| WORK INSTRUCTIONS |
Please repeat the lines below exactly. Begin with the line containing "positive clicks: (446, 375) (435, 372)" and go on through the line containing "box: [436, 360, 565, 399]".

| Data records |
-=-=-
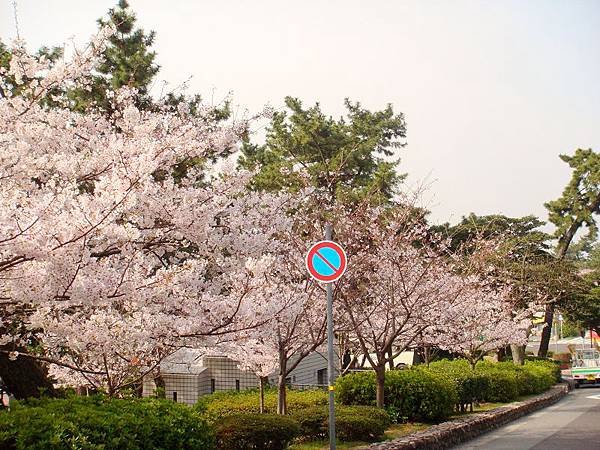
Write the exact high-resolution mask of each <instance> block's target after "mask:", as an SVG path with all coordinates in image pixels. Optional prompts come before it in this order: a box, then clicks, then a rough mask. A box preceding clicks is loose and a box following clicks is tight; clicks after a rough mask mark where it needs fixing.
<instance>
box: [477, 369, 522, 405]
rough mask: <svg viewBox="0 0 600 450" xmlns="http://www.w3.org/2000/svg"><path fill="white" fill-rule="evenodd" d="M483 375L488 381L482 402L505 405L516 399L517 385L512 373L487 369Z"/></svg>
mask: <svg viewBox="0 0 600 450" xmlns="http://www.w3.org/2000/svg"><path fill="white" fill-rule="evenodd" d="M482 371H483V370H482ZM485 375H486V376H487V380H488V389H487V390H486V391H485V393H484V395H483V399H484V401H486V402H493V403H506V402H512V401H513V400H516V399H517V397H518V396H519V385H518V383H517V377H516V375H515V373H514V371H508V370H500V369H487V370H485Z"/></svg>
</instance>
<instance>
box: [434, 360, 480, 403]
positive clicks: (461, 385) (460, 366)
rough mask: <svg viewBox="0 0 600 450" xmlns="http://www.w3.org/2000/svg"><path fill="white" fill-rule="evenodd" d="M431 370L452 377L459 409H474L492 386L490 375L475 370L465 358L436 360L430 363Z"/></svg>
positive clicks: (446, 375) (435, 372)
mask: <svg viewBox="0 0 600 450" xmlns="http://www.w3.org/2000/svg"><path fill="white" fill-rule="evenodd" d="M429 370H431V371H432V372H434V373H440V374H443V375H446V376H447V377H449V378H450V379H452V381H453V382H454V384H455V386H456V393H457V398H458V401H457V404H456V410H457V411H466V410H467V409H471V410H473V403H479V402H482V401H483V400H484V397H485V393H486V392H487V391H488V390H489V387H490V386H489V385H490V383H489V379H488V376H487V375H485V374H484V373H481V372H479V371H473V370H472V369H471V366H470V365H469V363H468V361H466V360H464V359H459V360H455V361H449V360H442V361H436V362H433V363H431V364H430V365H429Z"/></svg>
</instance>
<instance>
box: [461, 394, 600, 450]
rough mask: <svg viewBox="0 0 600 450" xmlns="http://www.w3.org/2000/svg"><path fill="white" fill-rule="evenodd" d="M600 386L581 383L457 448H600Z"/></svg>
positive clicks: (596, 448)
mask: <svg viewBox="0 0 600 450" xmlns="http://www.w3.org/2000/svg"><path fill="white" fill-rule="evenodd" d="M599 424H600V389H598V388H594V387H591V386H590V387H582V388H580V389H576V390H574V391H572V392H571V393H570V394H569V395H568V396H567V397H565V398H564V399H562V400H561V401H559V402H558V403H557V404H555V405H552V406H550V407H548V408H544V409H542V410H540V411H537V412H535V413H533V414H530V415H528V416H525V417H523V418H521V419H518V420H516V421H514V422H511V423H510V424H507V425H505V426H503V427H500V428H498V429H497V430H494V431H492V432H490V433H486V434H484V435H482V436H480V437H478V438H476V439H474V440H472V441H469V442H466V443H464V444H462V445H460V446H456V447H454V448H455V449H457V450H458V449H462V450H473V449H485V450H500V449H509V448H510V449H514V450H530V449H531V450H555V449H556V450H568V449H581V450H591V449H600V426H599Z"/></svg>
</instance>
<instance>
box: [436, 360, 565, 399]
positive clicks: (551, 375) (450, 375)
mask: <svg viewBox="0 0 600 450" xmlns="http://www.w3.org/2000/svg"><path fill="white" fill-rule="evenodd" d="M430 370H432V371H433V372H436V373H441V374H446V375H447V376H449V377H450V378H452V379H453V380H454V382H455V383H456V389H457V393H458V398H459V403H458V405H457V406H458V408H457V409H459V410H464V409H466V406H467V405H469V404H471V403H477V402H481V401H489V402H509V401H513V400H515V399H516V398H517V397H518V396H520V395H530V394H539V393H542V392H544V391H546V390H547V389H549V388H550V387H551V386H552V385H553V384H554V383H555V382H556V381H557V380H559V379H560V369H559V366H558V365H557V364H555V363H554V362H552V361H550V360H548V359H544V360H536V361H526V363H525V365H524V366H516V365H514V364H513V363H512V361H507V362H500V363H492V362H487V361H485V362H480V363H478V364H477V366H476V368H475V370H472V369H471V367H470V366H469V363H468V362H467V361H465V360H453V361H448V360H442V361H437V362H434V363H431V364H430Z"/></svg>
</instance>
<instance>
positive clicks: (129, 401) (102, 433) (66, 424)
mask: <svg viewBox="0 0 600 450" xmlns="http://www.w3.org/2000/svg"><path fill="white" fill-rule="evenodd" d="M0 448H2V449H15V450H38V449H39V450H54V449H56V450H58V449H61V450H62V449H86V450H92V449H93V450H104V449H119V450H143V449H149V448H152V449H182V450H183V449H196V450H205V449H213V448H214V434H213V432H212V430H211V428H210V427H209V426H208V424H207V422H206V421H205V420H204V419H203V417H202V415H201V414H199V413H198V412H196V411H194V410H193V409H192V408H189V407H187V406H185V405H181V404H177V403H173V402H171V401H168V400H158V399H128V400H116V399H108V398H105V397H100V396H95V397H70V398H66V399H42V400H30V401H28V402H27V403H26V404H23V405H16V406H15V407H14V408H12V409H11V411H4V412H0Z"/></svg>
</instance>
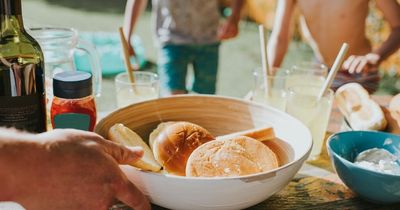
-=-=-
| EXERCISE RESPONSE |
positive clicks: (446, 375) (435, 372)
mask: <svg viewBox="0 0 600 450" xmlns="http://www.w3.org/2000/svg"><path fill="white" fill-rule="evenodd" d="M429 370H431V371H432V372H434V373H440V374H443V375H446V376H447V377H449V378H450V379H452V381H453V382H454V384H455V386H456V393H457V398H458V401H457V404H456V410H457V411H466V410H467V409H471V410H473V403H479V402H482V401H483V400H484V397H485V393H486V392H487V391H488V390H489V387H490V386H489V385H490V383H489V379H488V376H487V375H485V374H484V373H481V372H479V371H473V370H472V369H471V366H470V365H469V363H468V361H466V360H464V359H459V360H455V361H449V360H442V361H436V362H433V363H431V364H430V365H429Z"/></svg>
</instance>
<instance>
box: [461, 394, 600, 450]
rough mask: <svg viewBox="0 0 600 450" xmlns="http://www.w3.org/2000/svg"><path fill="white" fill-rule="evenodd" d="M600 386L581 383L457 448H600Z"/></svg>
positive clicks: (596, 448)
mask: <svg viewBox="0 0 600 450" xmlns="http://www.w3.org/2000/svg"><path fill="white" fill-rule="evenodd" d="M599 424H600V389H598V388H594V387H591V386H590V387H582V388H580V389H576V390H574V391H572V392H571V393H570V394H569V395H568V396H567V397H565V398H564V399H562V400H561V401H559V402H558V403H557V404H555V405H552V406H550V407H548V408H544V409H542V410H540V411H537V412H535V413H533V414H530V415H528V416H525V417H523V418H521V419H518V420H516V421H514V422H511V423H510V424H507V425H505V426H503V427H500V428H498V429H497V430H494V431H492V432H490V433H486V434H484V435H482V436H480V437H478V438H476V439H474V440H472V441H469V442H466V443H464V444H462V445H460V446H456V447H454V448H455V449H457V450H458V449H462V450H473V449H485V450H500V449H509V448H510V449H514V450H530V449H531V450H555V449H556V450H568V449H581V450H591V449H600V426H599Z"/></svg>
</instance>
<instance>
box: [436, 360, 565, 399]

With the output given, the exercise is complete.